Given records:

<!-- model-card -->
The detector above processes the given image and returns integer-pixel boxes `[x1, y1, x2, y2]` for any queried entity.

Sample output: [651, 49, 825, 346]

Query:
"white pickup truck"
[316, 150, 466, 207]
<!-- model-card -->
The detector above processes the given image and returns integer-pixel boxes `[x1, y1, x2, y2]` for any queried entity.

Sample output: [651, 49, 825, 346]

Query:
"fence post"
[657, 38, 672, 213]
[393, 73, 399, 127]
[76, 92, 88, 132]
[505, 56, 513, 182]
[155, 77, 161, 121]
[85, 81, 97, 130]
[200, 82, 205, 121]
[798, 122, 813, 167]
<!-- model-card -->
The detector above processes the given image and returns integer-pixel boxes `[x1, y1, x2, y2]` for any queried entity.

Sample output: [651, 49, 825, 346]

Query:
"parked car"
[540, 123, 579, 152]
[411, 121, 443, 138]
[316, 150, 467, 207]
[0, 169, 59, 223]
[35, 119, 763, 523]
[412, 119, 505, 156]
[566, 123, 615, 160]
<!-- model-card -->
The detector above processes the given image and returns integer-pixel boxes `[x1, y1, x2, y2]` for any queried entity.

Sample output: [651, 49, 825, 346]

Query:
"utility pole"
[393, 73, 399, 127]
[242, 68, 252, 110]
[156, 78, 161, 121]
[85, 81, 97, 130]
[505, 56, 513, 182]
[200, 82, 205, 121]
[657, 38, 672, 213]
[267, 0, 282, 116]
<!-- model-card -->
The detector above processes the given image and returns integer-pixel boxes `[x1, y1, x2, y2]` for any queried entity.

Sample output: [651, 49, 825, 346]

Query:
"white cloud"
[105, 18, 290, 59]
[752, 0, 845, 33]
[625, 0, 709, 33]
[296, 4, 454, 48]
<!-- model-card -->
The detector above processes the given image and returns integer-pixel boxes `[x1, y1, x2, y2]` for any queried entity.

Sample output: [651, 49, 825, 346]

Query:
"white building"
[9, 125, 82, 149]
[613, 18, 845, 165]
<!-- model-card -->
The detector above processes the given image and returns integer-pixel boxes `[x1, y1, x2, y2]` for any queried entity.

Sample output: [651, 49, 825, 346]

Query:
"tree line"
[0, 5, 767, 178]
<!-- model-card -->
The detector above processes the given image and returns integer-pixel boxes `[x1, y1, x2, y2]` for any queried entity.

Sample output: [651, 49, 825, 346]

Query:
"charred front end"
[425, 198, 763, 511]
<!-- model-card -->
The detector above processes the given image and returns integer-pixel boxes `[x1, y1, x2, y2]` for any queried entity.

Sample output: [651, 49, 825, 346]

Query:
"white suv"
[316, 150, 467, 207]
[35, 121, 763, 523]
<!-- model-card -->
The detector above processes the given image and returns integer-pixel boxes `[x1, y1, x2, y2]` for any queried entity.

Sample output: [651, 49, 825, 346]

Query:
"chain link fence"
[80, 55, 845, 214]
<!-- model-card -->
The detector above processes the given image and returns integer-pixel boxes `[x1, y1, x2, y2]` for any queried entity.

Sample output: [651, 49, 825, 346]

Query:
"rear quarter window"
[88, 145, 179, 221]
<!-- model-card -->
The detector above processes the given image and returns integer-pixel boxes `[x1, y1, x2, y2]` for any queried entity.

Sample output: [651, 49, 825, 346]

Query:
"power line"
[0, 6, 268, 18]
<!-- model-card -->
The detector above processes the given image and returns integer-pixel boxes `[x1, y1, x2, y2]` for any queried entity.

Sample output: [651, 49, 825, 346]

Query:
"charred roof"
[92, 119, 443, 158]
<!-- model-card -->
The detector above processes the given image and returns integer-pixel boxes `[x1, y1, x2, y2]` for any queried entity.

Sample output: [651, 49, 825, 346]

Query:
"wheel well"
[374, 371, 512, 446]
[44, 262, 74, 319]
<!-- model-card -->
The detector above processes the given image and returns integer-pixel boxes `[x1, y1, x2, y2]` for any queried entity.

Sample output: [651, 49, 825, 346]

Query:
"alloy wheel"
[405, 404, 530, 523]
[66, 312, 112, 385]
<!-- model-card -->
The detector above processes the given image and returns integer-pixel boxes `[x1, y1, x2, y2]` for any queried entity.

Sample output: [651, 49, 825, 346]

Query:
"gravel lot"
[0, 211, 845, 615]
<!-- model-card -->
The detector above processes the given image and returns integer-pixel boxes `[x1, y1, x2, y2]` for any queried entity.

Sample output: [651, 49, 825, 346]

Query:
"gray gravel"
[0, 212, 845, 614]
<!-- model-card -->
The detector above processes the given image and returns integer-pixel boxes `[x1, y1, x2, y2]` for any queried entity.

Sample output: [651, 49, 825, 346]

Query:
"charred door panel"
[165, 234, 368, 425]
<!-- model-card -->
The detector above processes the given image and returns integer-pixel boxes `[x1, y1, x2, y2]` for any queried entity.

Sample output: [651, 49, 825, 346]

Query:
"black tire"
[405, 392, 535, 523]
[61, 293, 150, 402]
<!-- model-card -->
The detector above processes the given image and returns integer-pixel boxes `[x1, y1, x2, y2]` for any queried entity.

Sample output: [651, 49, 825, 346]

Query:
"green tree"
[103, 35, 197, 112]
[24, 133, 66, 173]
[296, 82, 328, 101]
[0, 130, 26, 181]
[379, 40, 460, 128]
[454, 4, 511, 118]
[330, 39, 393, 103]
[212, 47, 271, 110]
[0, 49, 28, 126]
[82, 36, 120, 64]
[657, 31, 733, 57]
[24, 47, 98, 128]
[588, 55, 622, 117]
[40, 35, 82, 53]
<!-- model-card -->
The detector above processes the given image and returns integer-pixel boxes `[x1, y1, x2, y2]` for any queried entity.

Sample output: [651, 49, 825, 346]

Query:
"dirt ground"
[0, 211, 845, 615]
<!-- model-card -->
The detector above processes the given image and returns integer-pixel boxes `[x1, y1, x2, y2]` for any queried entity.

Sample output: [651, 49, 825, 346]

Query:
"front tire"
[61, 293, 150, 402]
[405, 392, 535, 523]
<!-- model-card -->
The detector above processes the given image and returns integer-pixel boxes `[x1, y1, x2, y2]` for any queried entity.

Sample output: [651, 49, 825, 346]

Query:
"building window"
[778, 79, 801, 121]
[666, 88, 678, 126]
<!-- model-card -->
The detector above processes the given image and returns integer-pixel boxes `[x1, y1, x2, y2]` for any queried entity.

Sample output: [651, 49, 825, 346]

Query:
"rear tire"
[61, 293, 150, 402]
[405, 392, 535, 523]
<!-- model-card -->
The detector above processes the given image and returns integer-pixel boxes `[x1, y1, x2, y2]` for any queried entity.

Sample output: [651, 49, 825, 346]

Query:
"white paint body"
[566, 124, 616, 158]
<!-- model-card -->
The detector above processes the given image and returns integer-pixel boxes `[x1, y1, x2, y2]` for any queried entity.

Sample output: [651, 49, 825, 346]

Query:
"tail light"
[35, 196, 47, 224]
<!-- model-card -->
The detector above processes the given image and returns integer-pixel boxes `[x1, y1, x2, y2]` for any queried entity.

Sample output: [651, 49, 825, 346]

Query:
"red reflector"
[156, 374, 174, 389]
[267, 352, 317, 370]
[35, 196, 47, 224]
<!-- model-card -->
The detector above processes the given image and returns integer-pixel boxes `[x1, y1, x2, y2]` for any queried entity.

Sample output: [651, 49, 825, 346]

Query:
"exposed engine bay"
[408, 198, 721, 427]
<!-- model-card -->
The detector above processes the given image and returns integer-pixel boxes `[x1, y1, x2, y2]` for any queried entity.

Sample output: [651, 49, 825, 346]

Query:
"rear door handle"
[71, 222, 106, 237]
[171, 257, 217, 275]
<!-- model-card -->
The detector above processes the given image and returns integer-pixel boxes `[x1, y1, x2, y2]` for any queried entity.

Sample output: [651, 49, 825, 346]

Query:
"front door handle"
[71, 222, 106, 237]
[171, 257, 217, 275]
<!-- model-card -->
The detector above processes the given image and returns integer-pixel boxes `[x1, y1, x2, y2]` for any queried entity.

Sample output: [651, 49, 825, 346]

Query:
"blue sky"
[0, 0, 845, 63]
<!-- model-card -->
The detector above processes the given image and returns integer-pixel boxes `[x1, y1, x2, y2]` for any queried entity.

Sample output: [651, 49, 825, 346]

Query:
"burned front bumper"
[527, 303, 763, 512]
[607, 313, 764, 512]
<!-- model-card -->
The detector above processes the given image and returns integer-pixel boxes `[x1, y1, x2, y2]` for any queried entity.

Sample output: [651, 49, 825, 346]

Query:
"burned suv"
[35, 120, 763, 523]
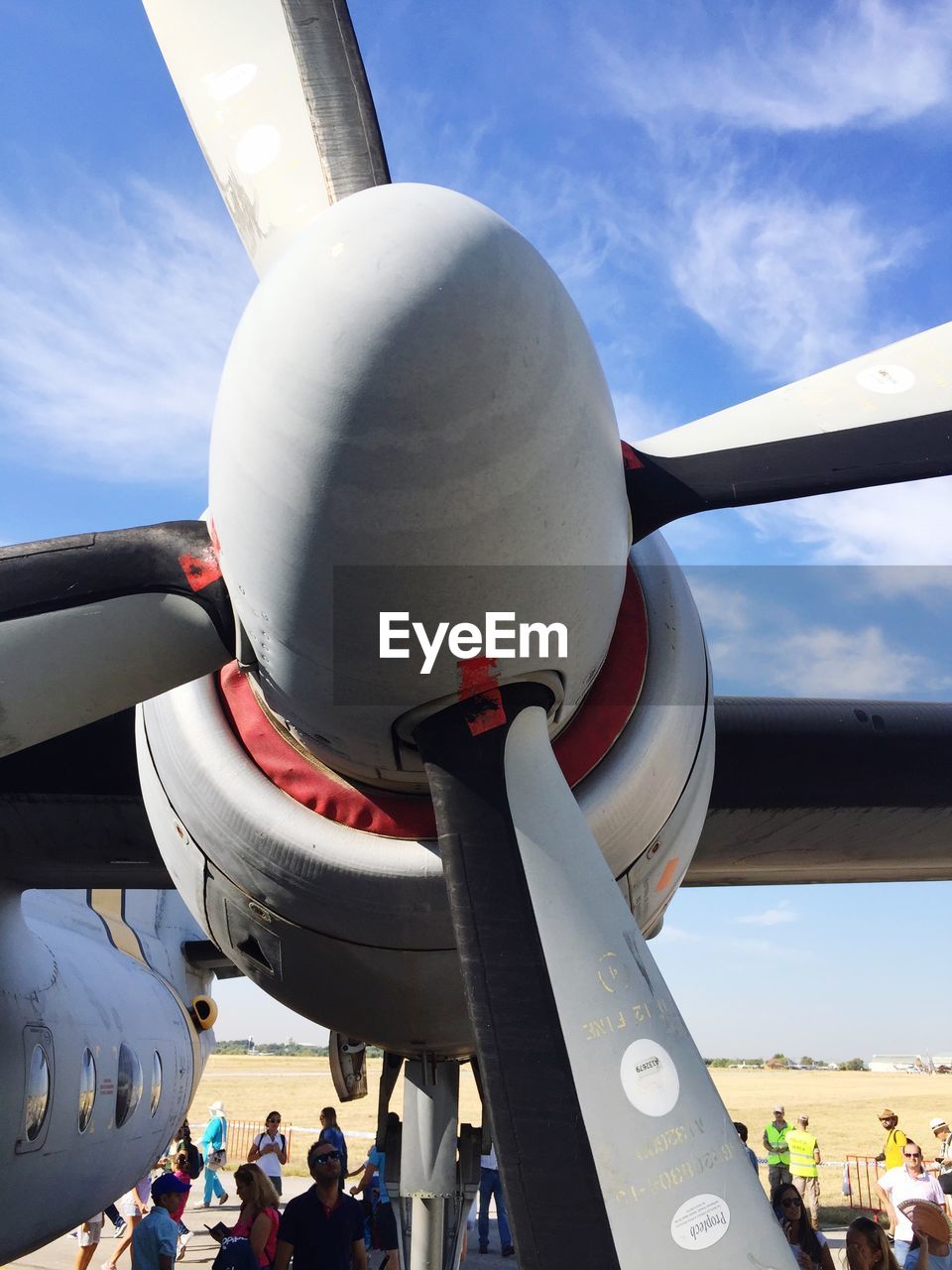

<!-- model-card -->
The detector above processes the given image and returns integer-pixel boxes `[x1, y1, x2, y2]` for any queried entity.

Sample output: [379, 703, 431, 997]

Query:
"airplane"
[0, 0, 952, 1267]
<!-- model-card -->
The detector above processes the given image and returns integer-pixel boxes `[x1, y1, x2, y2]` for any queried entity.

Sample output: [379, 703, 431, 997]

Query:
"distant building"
[870, 1054, 933, 1074]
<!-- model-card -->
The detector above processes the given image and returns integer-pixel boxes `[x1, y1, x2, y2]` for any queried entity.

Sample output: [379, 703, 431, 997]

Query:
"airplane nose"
[209, 186, 630, 781]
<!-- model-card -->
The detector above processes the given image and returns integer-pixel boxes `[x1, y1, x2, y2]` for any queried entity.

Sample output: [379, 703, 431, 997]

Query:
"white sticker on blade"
[856, 366, 915, 393]
[621, 1040, 680, 1115]
[671, 1195, 731, 1252]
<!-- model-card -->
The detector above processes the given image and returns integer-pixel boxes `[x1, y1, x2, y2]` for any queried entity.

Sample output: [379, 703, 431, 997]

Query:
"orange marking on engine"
[178, 546, 221, 590]
[622, 441, 645, 471]
[456, 657, 505, 736]
[654, 856, 680, 894]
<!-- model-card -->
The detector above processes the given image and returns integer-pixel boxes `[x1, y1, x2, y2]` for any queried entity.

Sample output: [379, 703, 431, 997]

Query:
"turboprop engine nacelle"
[209, 186, 631, 788]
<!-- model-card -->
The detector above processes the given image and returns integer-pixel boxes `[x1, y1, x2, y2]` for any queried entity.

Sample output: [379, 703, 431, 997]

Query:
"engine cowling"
[139, 537, 713, 1056]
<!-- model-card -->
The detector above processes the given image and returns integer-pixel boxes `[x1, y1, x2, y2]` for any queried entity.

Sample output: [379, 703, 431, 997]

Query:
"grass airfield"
[189, 1054, 952, 1219]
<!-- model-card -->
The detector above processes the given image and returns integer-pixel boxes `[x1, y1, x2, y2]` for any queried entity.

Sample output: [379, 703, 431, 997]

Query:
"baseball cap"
[153, 1174, 191, 1199]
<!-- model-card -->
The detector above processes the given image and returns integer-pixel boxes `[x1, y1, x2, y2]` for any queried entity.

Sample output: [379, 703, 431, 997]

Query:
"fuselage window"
[115, 1042, 142, 1129]
[27, 1045, 50, 1142]
[78, 1049, 96, 1133]
[149, 1051, 163, 1115]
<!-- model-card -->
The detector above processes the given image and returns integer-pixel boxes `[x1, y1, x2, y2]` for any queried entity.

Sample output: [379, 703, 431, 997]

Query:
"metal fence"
[847, 1156, 883, 1212]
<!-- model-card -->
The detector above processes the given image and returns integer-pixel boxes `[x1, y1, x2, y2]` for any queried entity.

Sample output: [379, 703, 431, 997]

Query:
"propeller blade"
[681, 698, 952, 886]
[0, 521, 235, 756]
[416, 684, 792, 1270]
[144, 0, 390, 277]
[625, 322, 952, 543]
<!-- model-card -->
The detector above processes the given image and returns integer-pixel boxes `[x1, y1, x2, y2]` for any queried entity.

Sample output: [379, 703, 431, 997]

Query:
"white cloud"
[0, 182, 254, 481]
[593, 0, 952, 133]
[666, 185, 912, 381]
[612, 393, 678, 441]
[690, 574, 952, 698]
[734, 901, 798, 926]
[652, 922, 701, 947]
[742, 477, 952, 566]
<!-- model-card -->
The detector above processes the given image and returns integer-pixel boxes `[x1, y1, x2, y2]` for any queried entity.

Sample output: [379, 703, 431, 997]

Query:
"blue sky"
[0, 0, 952, 1058]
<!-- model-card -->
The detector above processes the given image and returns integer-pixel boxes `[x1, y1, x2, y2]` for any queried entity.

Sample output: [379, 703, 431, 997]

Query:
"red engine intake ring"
[218, 568, 648, 838]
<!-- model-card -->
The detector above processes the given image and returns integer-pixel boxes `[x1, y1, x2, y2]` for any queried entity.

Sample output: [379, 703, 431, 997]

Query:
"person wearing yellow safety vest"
[876, 1107, 907, 1172]
[765, 1106, 789, 1190]
[787, 1115, 820, 1225]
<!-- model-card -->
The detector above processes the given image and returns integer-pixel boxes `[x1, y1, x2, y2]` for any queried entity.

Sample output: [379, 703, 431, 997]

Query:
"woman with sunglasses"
[205, 1165, 281, 1267]
[771, 1183, 835, 1270]
[248, 1111, 289, 1197]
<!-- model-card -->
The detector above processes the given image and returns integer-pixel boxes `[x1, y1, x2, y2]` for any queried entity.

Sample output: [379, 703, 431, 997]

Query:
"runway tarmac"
[6, 1171, 520, 1270]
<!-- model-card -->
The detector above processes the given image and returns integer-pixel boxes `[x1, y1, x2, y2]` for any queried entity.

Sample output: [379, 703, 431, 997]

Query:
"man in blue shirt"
[132, 1174, 189, 1270]
[350, 1146, 400, 1270]
[275, 1142, 367, 1270]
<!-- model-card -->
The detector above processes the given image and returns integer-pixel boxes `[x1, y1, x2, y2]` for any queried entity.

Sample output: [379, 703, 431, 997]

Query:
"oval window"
[27, 1045, 50, 1142]
[78, 1049, 96, 1133]
[149, 1051, 163, 1115]
[115, 1042, 142, 1129]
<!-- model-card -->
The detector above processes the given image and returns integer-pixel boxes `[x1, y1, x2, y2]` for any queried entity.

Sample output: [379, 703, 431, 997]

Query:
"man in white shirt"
[248, 1111, 289, 1195]
[876, 1140, 946, 1266]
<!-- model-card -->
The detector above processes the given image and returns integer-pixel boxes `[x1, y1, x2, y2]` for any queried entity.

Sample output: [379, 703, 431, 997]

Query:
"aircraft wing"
[0, 698, 952, 889]
[683, 698, 952, 886]
[0, 710, 172, 890]
[145, 0, 390, 277]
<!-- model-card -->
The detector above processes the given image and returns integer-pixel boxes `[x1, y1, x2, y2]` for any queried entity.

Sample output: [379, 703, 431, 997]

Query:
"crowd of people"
[65, 1101, 516, 1270]
[75, 1101, 952, 1270]
[734, 1103, 952, 1270]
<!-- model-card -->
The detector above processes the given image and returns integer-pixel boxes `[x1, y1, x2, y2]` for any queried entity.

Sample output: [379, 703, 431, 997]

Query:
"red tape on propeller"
[218, 569, 648, 838]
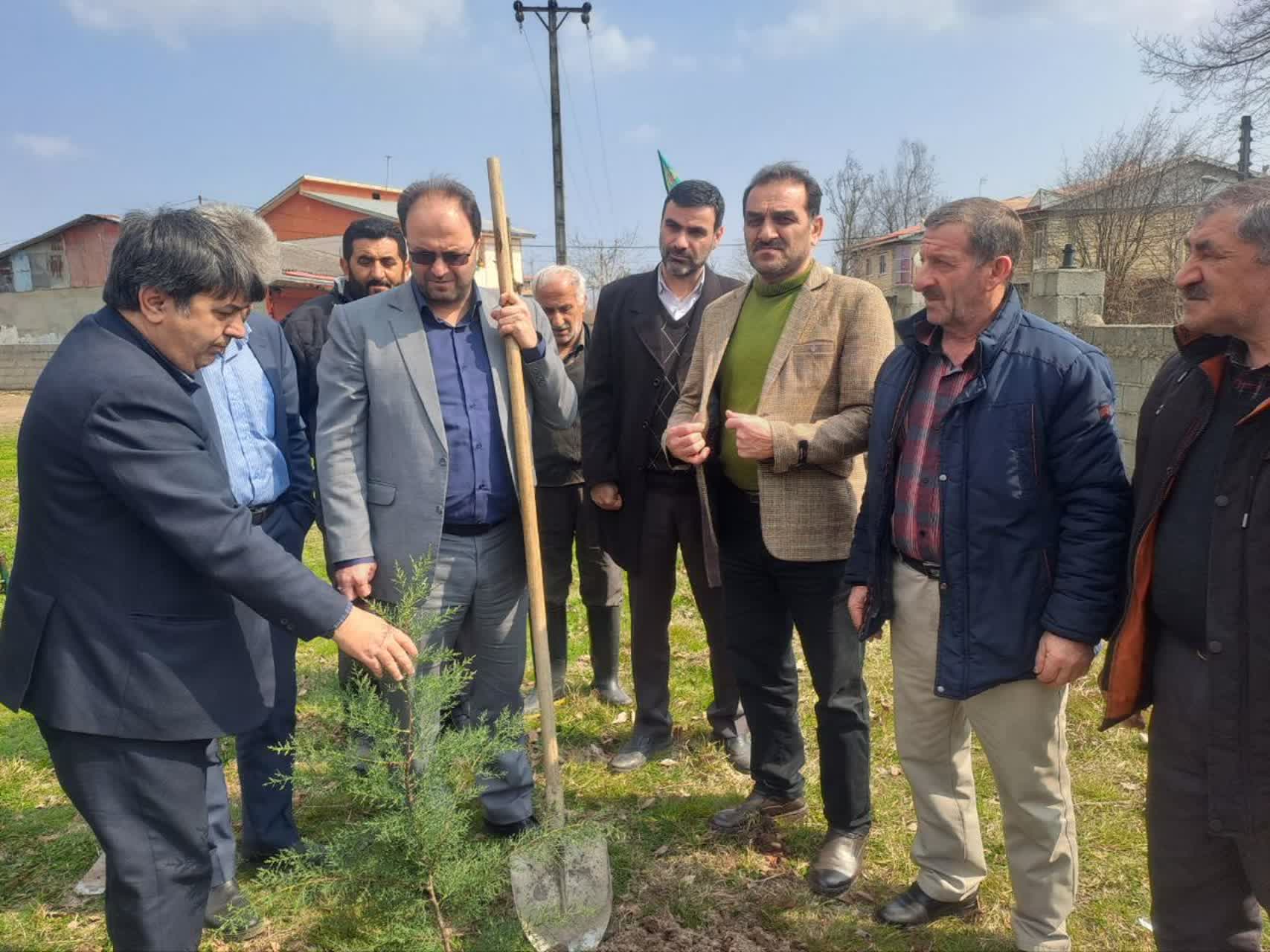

What you will do:
Rewrite the stretch of the listing from its start through the line containing "[316, 150, 466, 207]", both ends included, keeping every line and request but multiplying each bounding-box coordinate in the answers by 0.8 and rounding to whole numbers, halves up. Leave the requests and their sample output unchanged, and return only those lines.

Answer to the task:
<!-- model-card -->
The detector above processes the given image and returns integer-pixel boxes `[x1, y1, x2, y2]` for any queried entity.

Sample output: [651, 49, 825, 346]

Query:
"white pickup truck"
[253, 120, 373, 166]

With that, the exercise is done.